(Instructions to follow): Turn every line of the data below into a numbered list, skipping blank lines. Leave the pictures out of your answer.

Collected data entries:
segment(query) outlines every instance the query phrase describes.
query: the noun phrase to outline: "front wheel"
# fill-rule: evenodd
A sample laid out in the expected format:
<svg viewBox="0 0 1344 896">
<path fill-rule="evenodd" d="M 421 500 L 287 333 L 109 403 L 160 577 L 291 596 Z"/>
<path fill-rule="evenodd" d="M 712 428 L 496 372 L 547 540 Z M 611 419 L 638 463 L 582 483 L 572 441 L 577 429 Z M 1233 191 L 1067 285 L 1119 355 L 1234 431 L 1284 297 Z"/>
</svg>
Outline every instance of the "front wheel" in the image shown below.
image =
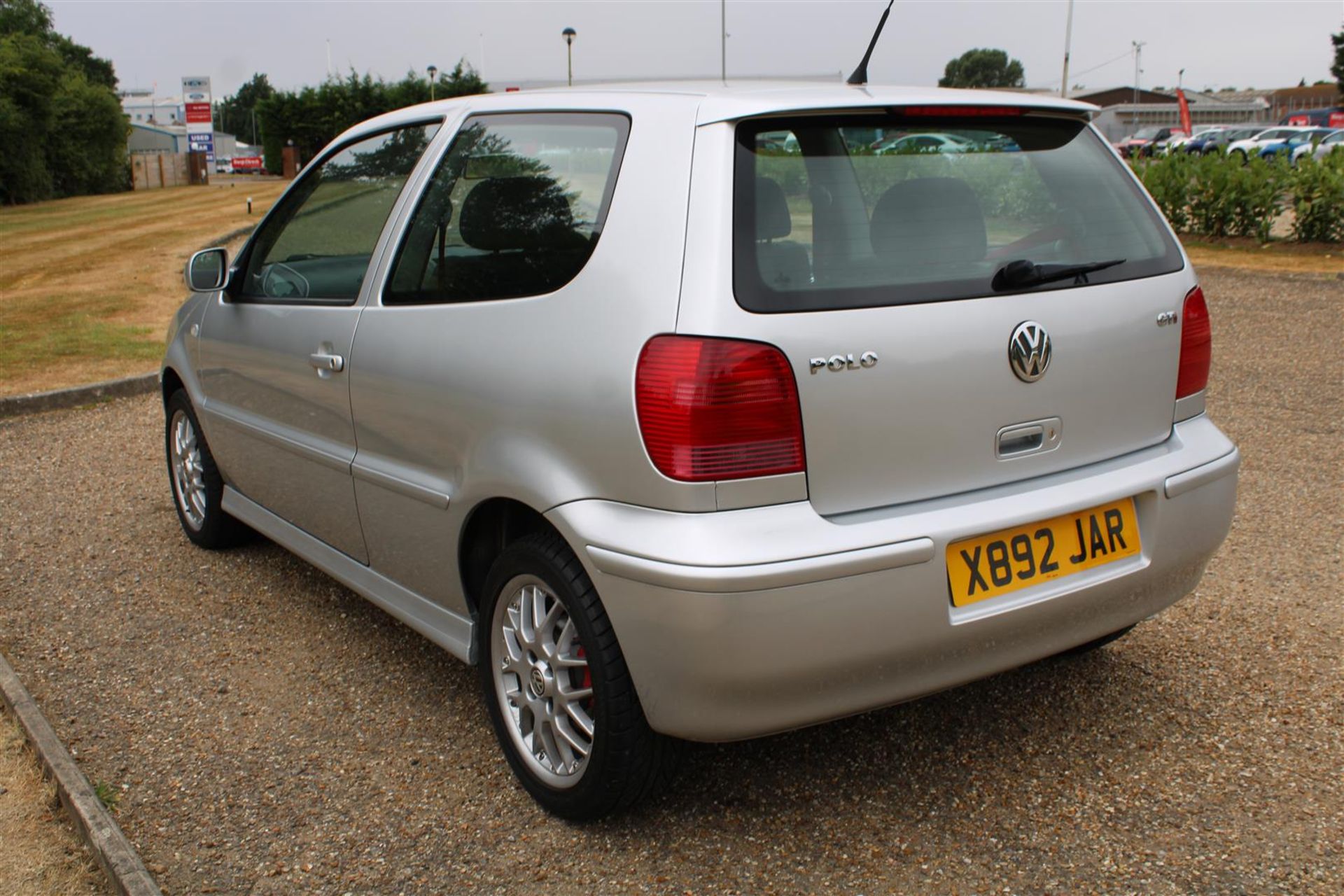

(Result of this task):
1. segment(query) outlines every instance the query phrase describes.
2. query: the noun phrase to outline: "front wheel"
3. # fill-rule: evenodd
4. A sample laid out in the expected format:
5. <svg viewBox="0 0 1344 896">
6. <path fill-rule="evenodd" d="M 421 500 L 287 333 L 109 403 L 160 577 L 291 596 Z"/>
7. <path fill-rule="evenodd" d="M 712 428 L 496 372 L 547 540 Z M 611 419 L 638 463 L 582 483 L 572 441 L 577 429 Z M 1233 191 L 1067 285 L 1119 355 L 1234 431 L 1284 297 Z"/>
8. </svg>
9. Outline every instance of the "front wheel" in the image shown below.
10. image =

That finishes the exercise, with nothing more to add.